Prompt A »
In the entries, from the line with "Could you kindly annotate the red" through the end of the entries, replace "rear wheel" with "back wheel" and reproduce those lines with nothing else altered.
— START Supplied text —
What has been proven:

- ROCm backend is healthy
- `pi05` processor + ACP prompt path is healthy
- local `pi05` code can instantiate further than before after removing the brittle SigLIP helper check
- OpenPI-patched `transformers` makes real `pi05` model execution possible on ROCm
- real `pi05` forward + `select_action` succeed with `lerobot/pi05_base`
- `pistar06 -> value_infer -> ACP label writeback -> pi05 ACP train` has been smoke-tested end to end

What is not yet proven:

- stable multi-step or full-length `pi05` training on this dataset
- production-quality ACP behavior with meaningful value targets, because the smoke run treated all episodes as `failure`
- whether `maxbeau/XLeRobot` should be augmented with quantile stats instead of using `MEAN_STD`

## Required Next Actions

### Next Practical Steps

1. Decide whether to keep using local cache path `/root/.cache/huggingface/lerobot/maxbeau/XLeRobot` for ACP-labeled experiments or push a cleaned dataset variant to a new HF repo.
— END Supplied text —
— START Listed entries —
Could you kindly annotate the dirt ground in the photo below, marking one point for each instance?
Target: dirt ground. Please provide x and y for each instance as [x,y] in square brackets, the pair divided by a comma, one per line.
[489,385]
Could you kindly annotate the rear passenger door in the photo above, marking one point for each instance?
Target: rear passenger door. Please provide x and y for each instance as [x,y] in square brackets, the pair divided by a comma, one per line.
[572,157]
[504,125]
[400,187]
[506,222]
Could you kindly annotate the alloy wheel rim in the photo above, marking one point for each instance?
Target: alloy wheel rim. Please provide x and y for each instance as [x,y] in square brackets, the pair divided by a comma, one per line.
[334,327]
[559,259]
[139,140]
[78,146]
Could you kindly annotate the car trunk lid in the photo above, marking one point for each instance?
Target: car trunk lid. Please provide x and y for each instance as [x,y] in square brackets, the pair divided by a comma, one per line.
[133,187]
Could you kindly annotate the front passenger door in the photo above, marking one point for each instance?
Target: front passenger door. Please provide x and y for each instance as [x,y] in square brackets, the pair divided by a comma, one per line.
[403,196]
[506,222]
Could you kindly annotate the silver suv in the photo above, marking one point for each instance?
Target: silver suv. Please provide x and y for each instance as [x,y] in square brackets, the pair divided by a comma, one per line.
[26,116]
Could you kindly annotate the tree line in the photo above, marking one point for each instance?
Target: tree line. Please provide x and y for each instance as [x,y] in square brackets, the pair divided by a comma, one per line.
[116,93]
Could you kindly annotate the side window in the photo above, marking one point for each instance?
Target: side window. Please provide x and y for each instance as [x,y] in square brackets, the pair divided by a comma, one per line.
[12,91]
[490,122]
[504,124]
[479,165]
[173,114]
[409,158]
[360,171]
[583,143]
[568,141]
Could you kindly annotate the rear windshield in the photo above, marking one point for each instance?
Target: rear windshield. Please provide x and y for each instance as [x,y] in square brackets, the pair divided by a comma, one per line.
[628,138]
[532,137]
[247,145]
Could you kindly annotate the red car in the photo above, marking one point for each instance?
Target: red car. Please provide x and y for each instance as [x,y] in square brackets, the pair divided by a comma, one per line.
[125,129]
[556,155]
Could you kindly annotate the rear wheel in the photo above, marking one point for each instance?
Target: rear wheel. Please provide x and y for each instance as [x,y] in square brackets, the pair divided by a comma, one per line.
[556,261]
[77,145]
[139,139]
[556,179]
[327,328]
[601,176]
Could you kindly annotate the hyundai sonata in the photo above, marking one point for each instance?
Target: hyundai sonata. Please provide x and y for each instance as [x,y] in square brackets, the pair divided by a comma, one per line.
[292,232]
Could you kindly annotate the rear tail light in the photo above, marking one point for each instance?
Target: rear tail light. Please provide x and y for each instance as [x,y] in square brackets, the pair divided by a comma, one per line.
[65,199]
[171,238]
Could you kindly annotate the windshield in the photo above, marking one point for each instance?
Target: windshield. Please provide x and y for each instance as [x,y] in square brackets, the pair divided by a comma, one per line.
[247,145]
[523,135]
— END Listed entries —
Prompt B »
According to the status notes on ROCm, which model did the real `pi05` forward pass and `select_action` succeed with?

Exercise solution A »
Could you kindly annotate the red car in the photo above, marking one point for each instance?
Target: red car. Please provide x and y for each instance as [x,y] in square brackets, the pair divided by a comma, one per line.
[125,129]
[556,155]
Could you kindly annotate the back wheel in the photo above, marking one point for each instance?
Target: back wheel. Please provide x and y for each instance as [x,y] in square brackets, the pair divided by a comma, one per line.
[556,261]
[77,145]
[139,139]
[556,179]
[327,328]
[601,176]
Could you kindly annotate the hyundai sonata in the photo above, marking one point for each instance?
Target: hyundai sonata. Please provide x and y for each instance as [x,y] in square brackets, the pair divided by a comma, one per line.
[292,232]
Could you kindly annotate the rear tail light in the photo above, marking one point for each instance?
Target: rear tail light. Please provide x and y for each instance as [x,y] in square brackets, the pair divided by a comma, one per line.
[65,199]
[171,238]
Could you kindly annotate the windshield in the photo above, marking one point for each instance?
Target: windshield. Please provide x and y for each instance as [x,y] in square brackets, the pair divided by a comma, one per line.
[247,145]
[523,135]

Exercise solution B »
They succeeded with `lerobot/pi05_base`.